▶ [Data shown]:
+ + + +

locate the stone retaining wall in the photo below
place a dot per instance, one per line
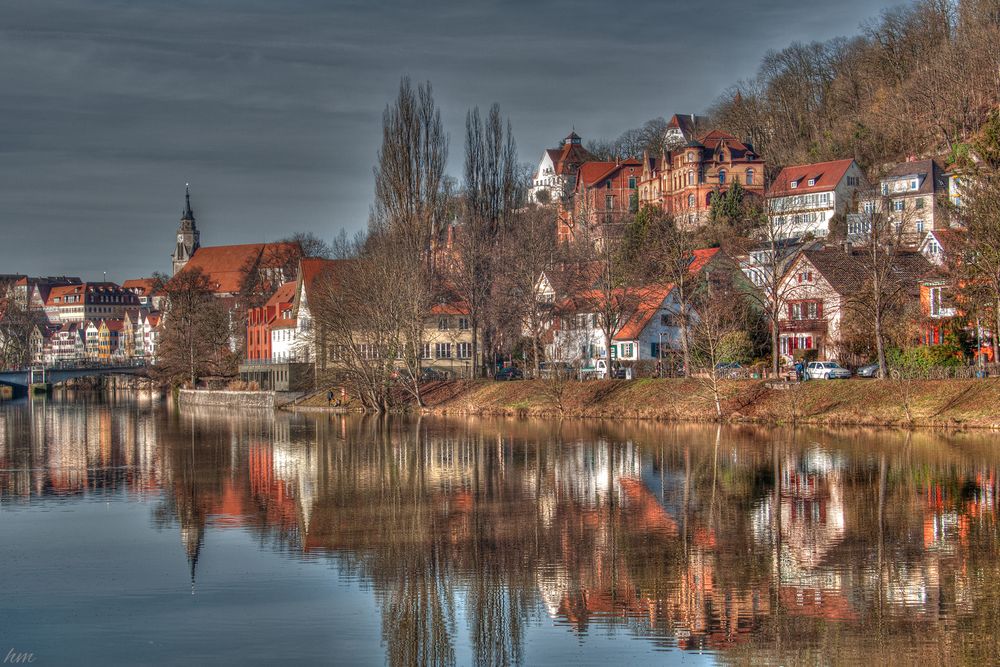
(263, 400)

+ + + +

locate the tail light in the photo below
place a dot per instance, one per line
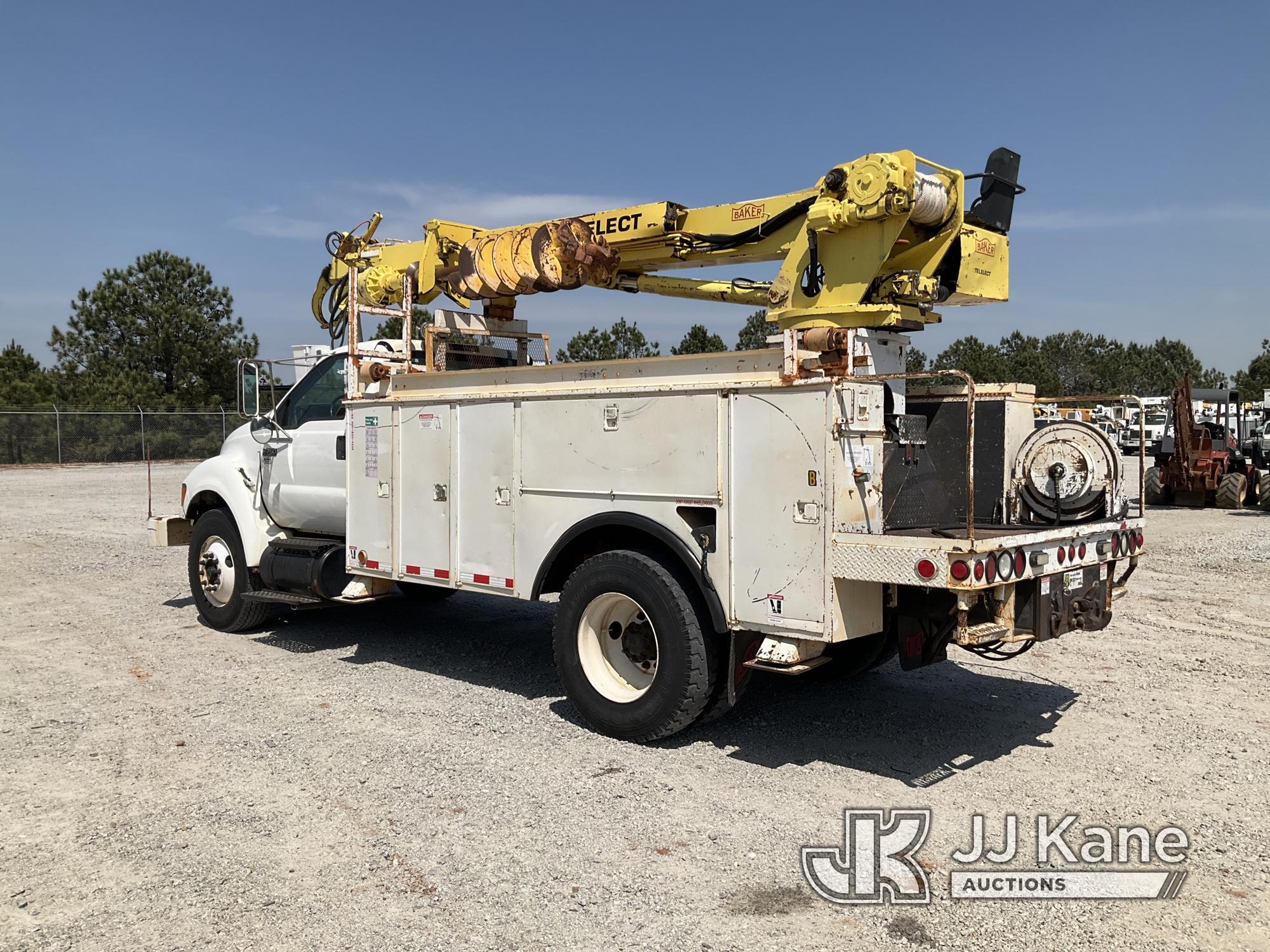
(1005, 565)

+ + + +

Reproduce the records from the line with "locate the tail light in the photo below" to the line with "(1005, 565)", changing "dot" to "point" and leaving everything else the same. Omit the pictures.

locate the tail light in the photo below
place a point per instance, one per line
(1005, 565)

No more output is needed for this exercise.